# RECORDS SHOWN:
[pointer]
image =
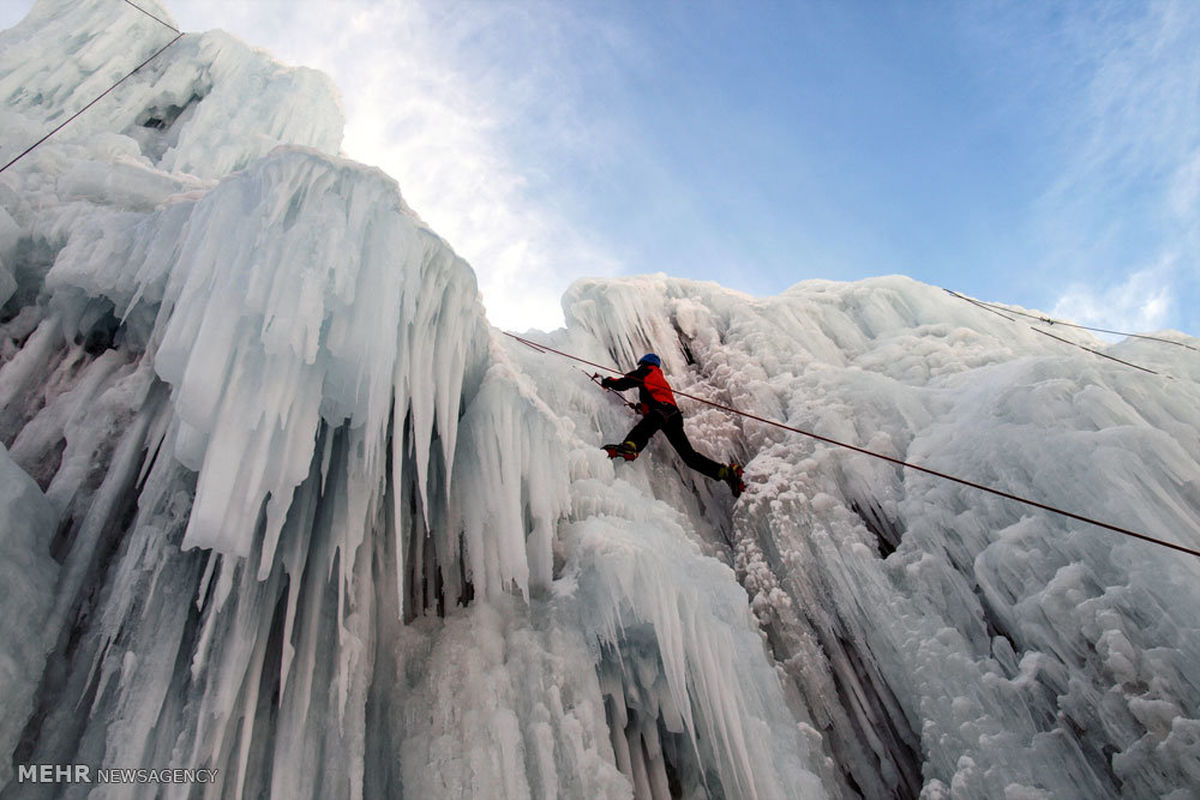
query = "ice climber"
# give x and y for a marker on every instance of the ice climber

--

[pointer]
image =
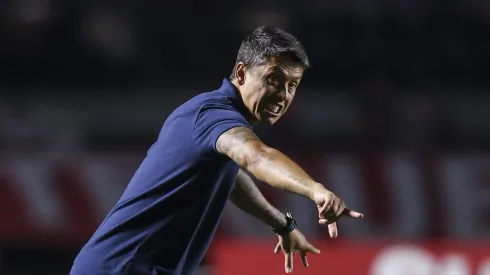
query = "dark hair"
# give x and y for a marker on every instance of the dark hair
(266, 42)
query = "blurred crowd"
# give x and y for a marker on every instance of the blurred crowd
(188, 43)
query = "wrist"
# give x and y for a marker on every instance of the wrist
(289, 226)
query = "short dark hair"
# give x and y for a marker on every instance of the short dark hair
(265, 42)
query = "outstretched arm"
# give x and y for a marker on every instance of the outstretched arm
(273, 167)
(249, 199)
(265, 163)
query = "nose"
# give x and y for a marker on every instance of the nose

==

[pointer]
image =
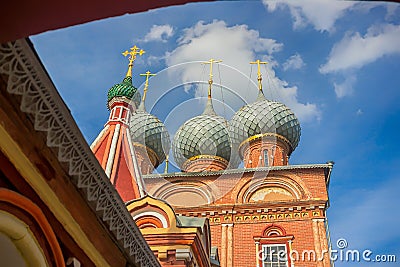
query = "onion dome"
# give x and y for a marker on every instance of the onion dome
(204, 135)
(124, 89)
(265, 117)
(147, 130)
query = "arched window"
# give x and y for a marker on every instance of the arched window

# WHAT IS ASKED:
Extract each line from the records above that contains the word "crowd", and copy each one in full.

# TASK RESULT:
query = "blurred crowd"
# give x and y for a marker on every instance of the blurred crowd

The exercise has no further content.